# [Task goal]
Report only how many lines in the items below contain the string "facade", counting only matches with the same case.

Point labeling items
-- -- --
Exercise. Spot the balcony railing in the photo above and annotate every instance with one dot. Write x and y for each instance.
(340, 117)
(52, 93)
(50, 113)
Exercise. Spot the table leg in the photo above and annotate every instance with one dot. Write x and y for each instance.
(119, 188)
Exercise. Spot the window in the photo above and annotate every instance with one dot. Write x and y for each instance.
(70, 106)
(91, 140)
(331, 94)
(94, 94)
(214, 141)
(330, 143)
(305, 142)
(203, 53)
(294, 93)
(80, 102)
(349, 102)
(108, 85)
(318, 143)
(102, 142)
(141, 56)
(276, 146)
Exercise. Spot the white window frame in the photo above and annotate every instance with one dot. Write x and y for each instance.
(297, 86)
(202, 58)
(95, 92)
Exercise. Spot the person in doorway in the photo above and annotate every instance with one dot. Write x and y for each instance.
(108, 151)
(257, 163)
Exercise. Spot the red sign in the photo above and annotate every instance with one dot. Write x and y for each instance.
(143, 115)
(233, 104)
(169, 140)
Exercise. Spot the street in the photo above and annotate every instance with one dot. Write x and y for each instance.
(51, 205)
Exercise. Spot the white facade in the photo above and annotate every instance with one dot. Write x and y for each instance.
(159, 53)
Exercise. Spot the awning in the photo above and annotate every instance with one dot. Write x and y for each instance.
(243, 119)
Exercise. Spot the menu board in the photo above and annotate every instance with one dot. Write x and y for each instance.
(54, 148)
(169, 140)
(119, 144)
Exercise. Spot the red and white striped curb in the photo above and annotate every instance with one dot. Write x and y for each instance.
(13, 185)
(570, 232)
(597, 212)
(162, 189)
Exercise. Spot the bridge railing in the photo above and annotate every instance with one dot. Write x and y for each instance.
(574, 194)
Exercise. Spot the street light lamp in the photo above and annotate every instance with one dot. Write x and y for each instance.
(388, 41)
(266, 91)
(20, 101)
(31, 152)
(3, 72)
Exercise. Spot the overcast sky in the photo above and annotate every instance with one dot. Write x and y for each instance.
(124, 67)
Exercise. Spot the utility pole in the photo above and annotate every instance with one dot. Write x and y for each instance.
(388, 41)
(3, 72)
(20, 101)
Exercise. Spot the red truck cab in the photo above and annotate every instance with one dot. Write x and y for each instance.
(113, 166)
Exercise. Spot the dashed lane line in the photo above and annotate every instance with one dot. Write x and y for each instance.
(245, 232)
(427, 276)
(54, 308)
-- -- --
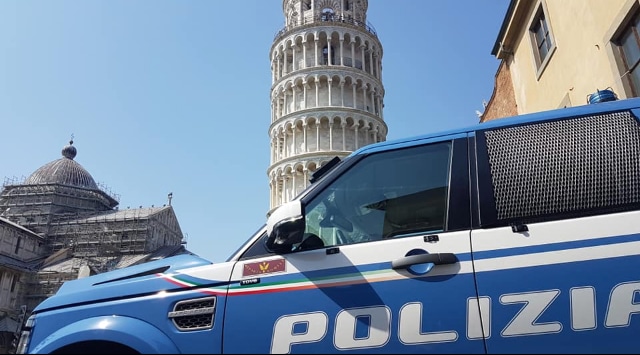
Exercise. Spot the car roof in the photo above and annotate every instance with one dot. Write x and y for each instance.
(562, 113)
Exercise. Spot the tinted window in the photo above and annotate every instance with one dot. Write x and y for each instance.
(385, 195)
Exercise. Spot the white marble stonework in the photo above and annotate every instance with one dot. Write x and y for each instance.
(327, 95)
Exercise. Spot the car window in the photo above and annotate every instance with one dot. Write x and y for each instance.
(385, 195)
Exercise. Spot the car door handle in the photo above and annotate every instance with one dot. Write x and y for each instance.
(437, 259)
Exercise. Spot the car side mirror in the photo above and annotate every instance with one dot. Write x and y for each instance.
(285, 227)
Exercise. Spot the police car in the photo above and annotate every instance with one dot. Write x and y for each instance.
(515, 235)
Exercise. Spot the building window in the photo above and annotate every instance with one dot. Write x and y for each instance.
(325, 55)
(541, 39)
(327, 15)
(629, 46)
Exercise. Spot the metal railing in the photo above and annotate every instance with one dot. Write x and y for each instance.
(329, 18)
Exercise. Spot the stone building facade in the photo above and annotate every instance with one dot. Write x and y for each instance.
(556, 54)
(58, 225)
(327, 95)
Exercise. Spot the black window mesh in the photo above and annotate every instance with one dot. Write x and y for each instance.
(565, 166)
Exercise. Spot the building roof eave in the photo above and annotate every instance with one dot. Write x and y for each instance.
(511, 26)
-- -- --
# [Right answer]
2